Directive
Copy every entry word for word. Skip the pictures.

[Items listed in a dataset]

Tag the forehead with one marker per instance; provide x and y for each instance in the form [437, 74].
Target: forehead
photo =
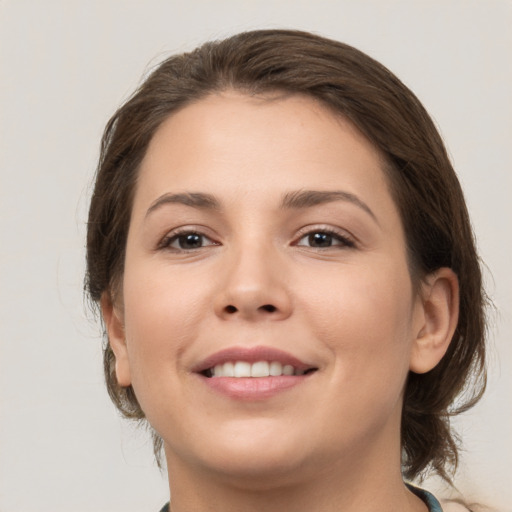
[245, 145]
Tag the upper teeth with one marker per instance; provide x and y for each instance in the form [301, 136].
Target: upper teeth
[258, 369]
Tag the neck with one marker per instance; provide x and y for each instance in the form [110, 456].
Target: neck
[366, 482]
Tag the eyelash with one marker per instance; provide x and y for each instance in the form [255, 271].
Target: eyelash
[167, 241]
[346, 242]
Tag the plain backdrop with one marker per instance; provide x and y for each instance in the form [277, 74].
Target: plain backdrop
[64, 68]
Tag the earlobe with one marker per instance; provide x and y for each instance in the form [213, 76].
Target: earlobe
[440, 308]
[114, 325]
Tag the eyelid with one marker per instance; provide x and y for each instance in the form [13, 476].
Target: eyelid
[172, 235]
[348, 239]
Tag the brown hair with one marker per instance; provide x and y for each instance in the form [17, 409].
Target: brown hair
[422, 181]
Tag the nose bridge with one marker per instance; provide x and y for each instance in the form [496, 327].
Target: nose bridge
[254, 284]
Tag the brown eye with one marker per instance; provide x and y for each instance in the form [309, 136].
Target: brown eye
[187, 241]
[324, 239]
[320, 240]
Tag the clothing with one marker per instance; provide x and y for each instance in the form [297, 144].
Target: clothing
[429, 499]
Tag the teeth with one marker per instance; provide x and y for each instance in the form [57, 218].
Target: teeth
[258, 369]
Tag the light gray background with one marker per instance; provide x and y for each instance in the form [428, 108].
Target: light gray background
[65, 66]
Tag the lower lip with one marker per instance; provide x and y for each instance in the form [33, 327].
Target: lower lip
[253, 388]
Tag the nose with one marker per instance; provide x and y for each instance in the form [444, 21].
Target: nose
[253, 287]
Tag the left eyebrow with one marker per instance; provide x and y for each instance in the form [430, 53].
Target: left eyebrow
[192, 199]
[309, 198]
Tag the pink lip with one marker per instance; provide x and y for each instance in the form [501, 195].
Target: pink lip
[250, 355]
[250, 388]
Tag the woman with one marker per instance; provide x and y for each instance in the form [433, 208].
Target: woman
[286, 270]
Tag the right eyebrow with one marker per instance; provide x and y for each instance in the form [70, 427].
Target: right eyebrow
[193, 199]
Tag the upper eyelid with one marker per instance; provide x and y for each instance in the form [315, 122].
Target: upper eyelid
[342, 233]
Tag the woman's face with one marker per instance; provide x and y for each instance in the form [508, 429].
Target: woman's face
[264, 239]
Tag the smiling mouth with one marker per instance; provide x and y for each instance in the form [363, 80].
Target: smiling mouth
[258, 369]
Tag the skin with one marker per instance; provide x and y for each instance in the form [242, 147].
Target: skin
[331, 443]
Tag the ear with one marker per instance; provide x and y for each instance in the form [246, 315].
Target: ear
[440, 313]
[114, 323]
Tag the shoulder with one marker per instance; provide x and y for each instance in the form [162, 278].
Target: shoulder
[453, 506]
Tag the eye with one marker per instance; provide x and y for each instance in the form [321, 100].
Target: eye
[186, 241]
[322, 239]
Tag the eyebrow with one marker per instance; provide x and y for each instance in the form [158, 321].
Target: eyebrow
[309, 198]
[291, 200]
[193, 199]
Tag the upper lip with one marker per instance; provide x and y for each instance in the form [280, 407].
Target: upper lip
[251, 355]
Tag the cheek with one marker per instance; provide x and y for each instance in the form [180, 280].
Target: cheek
[364, 316]
[162, 314]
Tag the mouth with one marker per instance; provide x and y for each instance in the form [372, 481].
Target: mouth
[258, 369]
[253, 373]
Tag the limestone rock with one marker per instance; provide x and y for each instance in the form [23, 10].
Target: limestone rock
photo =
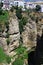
[30, 34]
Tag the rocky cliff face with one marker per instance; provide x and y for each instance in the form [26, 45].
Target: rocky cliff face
[11, 37]
[31, 30]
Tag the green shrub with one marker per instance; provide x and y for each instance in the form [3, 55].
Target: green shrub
[12, 9]
[8, 41]
[8, 59]
[18, 61]
[7, 35]
[19, 13]
[38, 8]
[20, 50]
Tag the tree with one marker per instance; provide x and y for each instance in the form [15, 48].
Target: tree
[38, 8]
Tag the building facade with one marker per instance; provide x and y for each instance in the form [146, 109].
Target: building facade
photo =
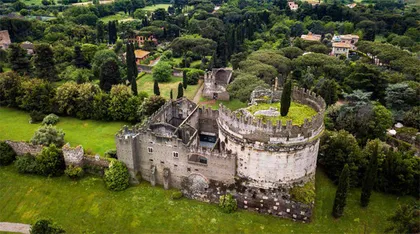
[207, 153]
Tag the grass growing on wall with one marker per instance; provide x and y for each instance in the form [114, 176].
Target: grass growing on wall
[86, 205]
[145, 84]
[95, 136]
[297, 113]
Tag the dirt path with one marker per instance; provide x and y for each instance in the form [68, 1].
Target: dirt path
[15, 227]
[198, 94]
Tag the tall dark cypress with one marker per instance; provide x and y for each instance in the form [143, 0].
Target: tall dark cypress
[286, 97]
[180, 91]
[100, 32]
[370, 177]
[341, 193]
[156, 89]
[184, 79]
[78, 60]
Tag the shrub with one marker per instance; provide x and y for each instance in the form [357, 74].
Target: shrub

Task solution
Tag the forehead with one marker per instance; provide x and y for each instance in the form [437, 74].
Target: forehead
photo =
[245, 145]
Tag the upper teeth with one marker per instance; provide x and y for each instance in the form [301, 136].
Target: upper teeth
[258, 369]
Tag the neck with one marker per instance; provide x and y for each instance in the form [110, 456].
Target: neck
[366, 482]
Tag the eyelash with one marker per instance; provide x and y for each instance in the form [255, 271].
Target: eyelash
[167, 241]
[346, 242]
Tag the plain backdrop with one marker per instance; provide x and y for each instance in the form [277, 74].
Target: plain backdrop
[64, 68]
Tag the earlobe with one marker per instance; provide x and y for each instance in the form [213, 76].
Target: earlobe
[440, 308]
[114, 325]
Tag the eyelid with one marker per instance; provide x and y for each instance in the form [13, 476].
Target: eyelid
[172, 235]
[348, 239]
Tag the brown hair with one marker per instance; provide x and y for each instance in the form [17, 409].
Target: brown hair
[422, 181]
Tag the nose bridge with one marker per instance; provide x and y for each instance in the form [496, 327].
Target: nose bridge
[254, 284]
Tag the brown eye with one marker per instance; provide x and y for each instance in the form [309, 136].
Target: brown eye
[187, 241]
[324, 239]
[320, 240]
Tag the clothing with one marker per instance; provide x and y for each instance in the form [297, 144].
Target: clothing
[429, 499]
Tag the teeth with one marker per instance; provide x and y for each instance in the form [57, 218].
Target: teeth
[258, 369]
Tag the light gray background with one marker per instance; provide x and y for each instance in the form [428, 108].
Target: light gray background
[65, 66]
Tag the lower lip with one marker per instance; provide x and y for each instance in the form [33, 327].
Target: lower lip
[253, 388]
Tag the nose with one marker per instance; provide x and y for each instance in the form [444, 21].
Target: nose
[253, 287]
Tag the left eyebrow with one marker per instance; provide x and y for each instance in the form [430, 53].
Target: left eyebrow
[192, 199]
[309, 198]
Tag the pink lip with one marker per instance; provide x and y for each instance in the form [501, 195].
Target: pink lip
[250, 355]
[250, 388]
Tag the woman with one marker per instance; provide x and y for each instance in the form [433, 208].
Target: woman
[286, 270]
Tag the right eyebrow with one marker per instance; provide x and y for each instance in the form [70, 427].
Target: right eyebrow
[193, 199]
Tag the upper eyelid with one marker per instance; provide x and y for each instance in the form [315, 122].
Target: upper eyelid
[342, 233]
Tag the woman's face with one marker per instance; provide x and y for each instance in the form [508, 429].
Target: woman's face
[264, 239]
Tag the smiling mouth with one marker per instance; provide x and y for each instance in the form [363, 80].
Target: smiling mouth
[258, 369]
Tag the skin with one marker per instance; provide x and y for each instance in the form [242, 147].
Target: skin
[331, 443]
Tag the ear with one marker per instance; provide x and y for each instance in the form [246, 315].
Target: ear
[440, 313]
[114, 323]
Tag the shoulder with one marker per instance; provide x and y for each instance in the form [162, 278].
Target: shoulder
[453, 506]
Tag the eye with one marker per instance; provide x and y for each instance in the form [321, 100].
Target: eye
[186, 241]
[322, 239]
Tag the eyebrow with one marker per instance; provide x and y for each instance in the form [158, 321].
Target: eyebrow
[309, 198]
[291, 200]
[193, 199]
Tag the upper lip with one marker per instance; provide x and y for each instance in the form [280, 407].
Target: upper lip
[251, 355]
Tag the cheek with one marker per instance; provide x and y for each instance in the form [180, 280].
Target: cheek
[364, 316]
[162, 314]
Tag the mouth with one marker per instance; provide x and y for each instance in the form [372, 481].
Target: mouth
[258, 369]
[253, 373]
Tag the limestone rock with one marker per instance; provide x and y for each instance in the form [23, 10].
Target: limestone rock
photo =
[30, 34]
Tag the rocky cliff face with one marker per instance; provide x and y for each instance in the form [26, 45].
Target: rocky cliff face
[11, 37]
[31, 30]
Tag the green shrub with one marker per instance; provide x and y for each instance in the form [3, 55].
Target: green shrub
[12, 9]
[8, 41]
[8, 59]
[18, 61]
[7, 35]
[19, 13]
[38, 8]
[20, 50]
Tag the tree with one marker per instance; provide x and y for each instance in the form [15, 48].
Target: tree
[38, 8]
Tag the building facade with one marker per instance; provide x and y for each instance in the form [146, 109].
Target: building facade
photo =
[207, 153]
Tag the grass growing on wall with one marker per instance; provide x and y for each instance in the form [114, 176].
Target: grass growing on wall
[86, 205]
[145, 84]
[95, 136]
[297, 113]
Tag the dirt path with one marker per instance; provide x and y for each instance in the form [68, 1].
Target: dirt path
[15, 227]
[198, 94]
Tag the tall dark cypress with one marker per instance; provide x and y for each instance in the form [143, 0].
Target: tall dark cypress
[286, 97]
[180, 91]
[100, 32]
[370, 177]
[341, 193]
[156, 89]
[184, 79]
[78, 60]
Tag the shrub with one marker per instance; provide x and y for each instance in the form [357, 74].
Target: shrub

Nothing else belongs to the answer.